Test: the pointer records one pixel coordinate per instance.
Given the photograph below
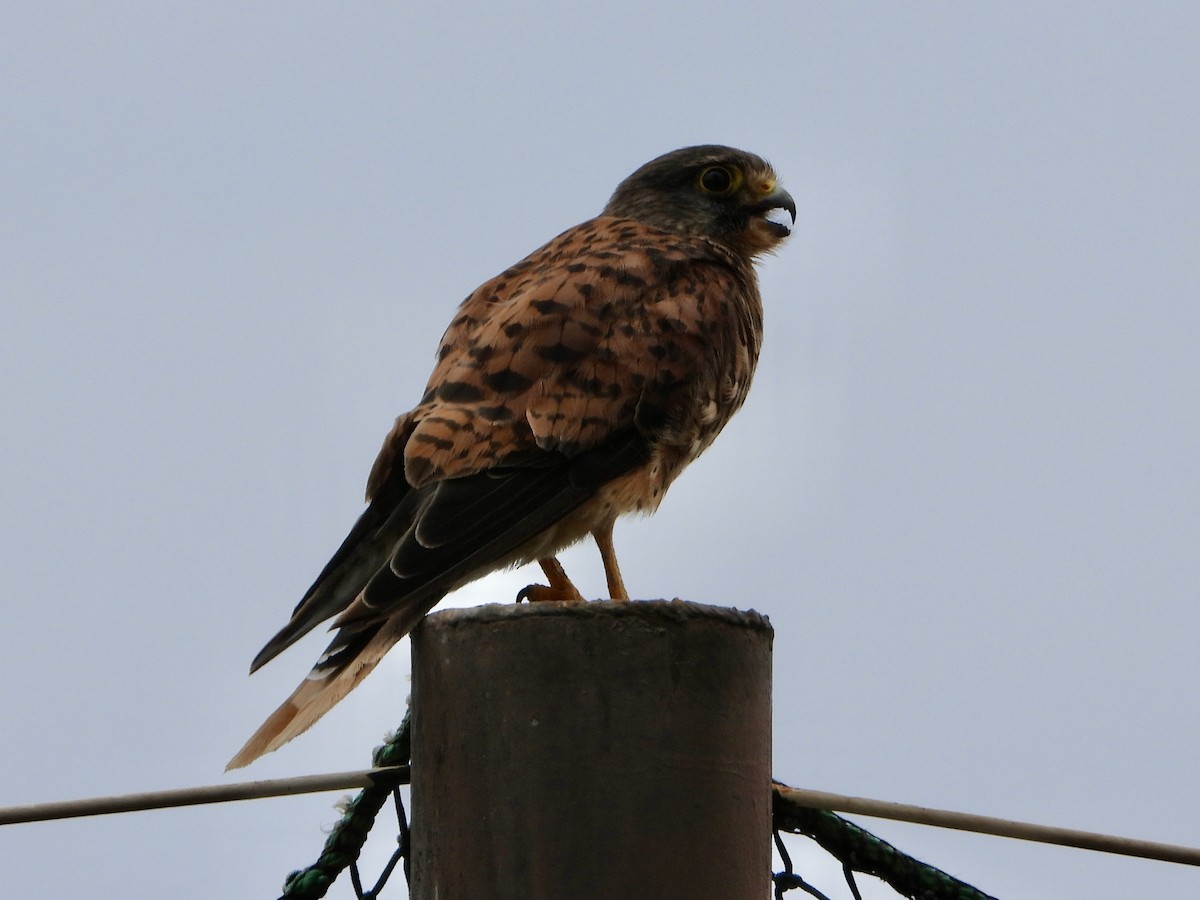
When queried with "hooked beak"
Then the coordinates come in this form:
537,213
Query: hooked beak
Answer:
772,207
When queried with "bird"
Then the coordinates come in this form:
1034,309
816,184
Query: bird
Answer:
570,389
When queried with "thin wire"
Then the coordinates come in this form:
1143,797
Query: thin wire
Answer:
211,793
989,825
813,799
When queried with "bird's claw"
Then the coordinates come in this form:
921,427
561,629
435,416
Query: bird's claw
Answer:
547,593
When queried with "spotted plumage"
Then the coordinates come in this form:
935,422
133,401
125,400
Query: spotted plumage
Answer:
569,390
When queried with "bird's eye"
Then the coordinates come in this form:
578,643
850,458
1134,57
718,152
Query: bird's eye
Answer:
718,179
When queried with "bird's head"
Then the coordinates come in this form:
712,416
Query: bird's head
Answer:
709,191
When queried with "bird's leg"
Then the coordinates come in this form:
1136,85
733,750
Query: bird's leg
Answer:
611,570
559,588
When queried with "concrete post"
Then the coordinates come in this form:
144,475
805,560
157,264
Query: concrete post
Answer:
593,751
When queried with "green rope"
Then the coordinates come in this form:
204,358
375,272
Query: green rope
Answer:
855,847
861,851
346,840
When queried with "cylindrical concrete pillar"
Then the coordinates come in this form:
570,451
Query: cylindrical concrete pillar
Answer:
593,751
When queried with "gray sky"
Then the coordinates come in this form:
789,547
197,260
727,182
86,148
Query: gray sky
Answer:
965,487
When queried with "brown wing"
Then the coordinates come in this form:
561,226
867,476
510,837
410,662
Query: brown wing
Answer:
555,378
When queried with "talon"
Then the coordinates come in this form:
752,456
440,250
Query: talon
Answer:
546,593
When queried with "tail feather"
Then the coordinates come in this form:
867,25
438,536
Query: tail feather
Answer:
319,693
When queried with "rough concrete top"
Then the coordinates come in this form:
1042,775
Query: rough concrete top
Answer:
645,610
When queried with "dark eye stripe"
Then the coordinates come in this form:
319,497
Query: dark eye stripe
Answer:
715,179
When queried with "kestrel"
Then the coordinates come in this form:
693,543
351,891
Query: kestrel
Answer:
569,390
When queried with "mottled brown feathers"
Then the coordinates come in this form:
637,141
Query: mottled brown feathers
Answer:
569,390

* _What you should do_:
Every line of the material is to be quoted exactly, with no pictures carried over.

* _Output of the task_:
Test: the pointer records one pixel coordinate per instance.
Given the photograph below
When queried with "hooked beak"
Then the coordinates come in this form:
537,213
Query: hooked beak
Answer:
772,207
When queried with "bird"
Then the coordinates come in this form:
1034,309
816,184
Query: bird
Answer:
570,389
When queried with "thin wire"
Then the coordinates come in this form:
1143,797
Query: thin wire
Answer:
211,793
989,825
813,799
When queried with "bird's claw"
Then the coordinates come in this form:
921,427
561,629
435,416
Query: bird's claw
Answer:
547,593
When queried with "spotted plumage"
Then the coordinates come in this form:
935,422
133,401
125,400
Query: spotted plumage
Answer:
569,390
When queried with "bird's eye"
Then the coordinates come in this form:
578,643
850,458
1134,57
718,152
Query: bird's eye
Answer:
718,179
When queried with "bird's head"
Then the coordinates come in this form:
712,416
Query: bird's head
Answer:
709,191
When queried with "bird's leg"
Then the coordinates come in this form:
1136,85
733,750
Query: bird's leg
Answer:
611,570
559,588
When queried with "concrete post"
Then the coordinates come in this form:
144,475
805,560
157,264
Query: concrete post
Answer:
593,751
When queried with "green rope"
Then the coordinates come in this form:
204,358
375,272
Query: green rope
Answer:
855,847
861,851
346,840
When queried with "cylindrical concrete pillar"
Then the coordinates come in this form:
570,451
Query: cylindrical concrete pillar
Answer:
593,751
When queried with "gray sky"
Then the coordinates come in this form:
789,547
197,260
727,182
86,148
Query: gray sky
Answer:
965,487
When queried with "brown wing"
Then the coordinates come in this form:
561,226
867,476
510,837
410,662
Query: brown wing
Answer:
555,378
When queried with "talon"
Then the coordinates come in this form:
752,456
440,250
Query: talon
Answer:
546,593
When queried with "tail feather"
Then the coordinates come in this form:
867,25
438,536
Query: tail feather
Answer:
319,693
When queried with "rough concrete top"
Then the coordinates come in this form:
1042,775
Query: rough concrete top
Answer:
645,610
When queried with "dark eye stripe"
Then the coordinates come in this form:
319,497
Query: dark eye stripe
Answer:
715,179
When queried with "kestrel"
Then the coordinates come in this form:
693,543
351,891
Query: kestrel
Answer:
569,390
When queried with "mottled brown feathers"
Then the coordinates come in this form:
637,141
Query: mottled brown feathers
Answer:
569,390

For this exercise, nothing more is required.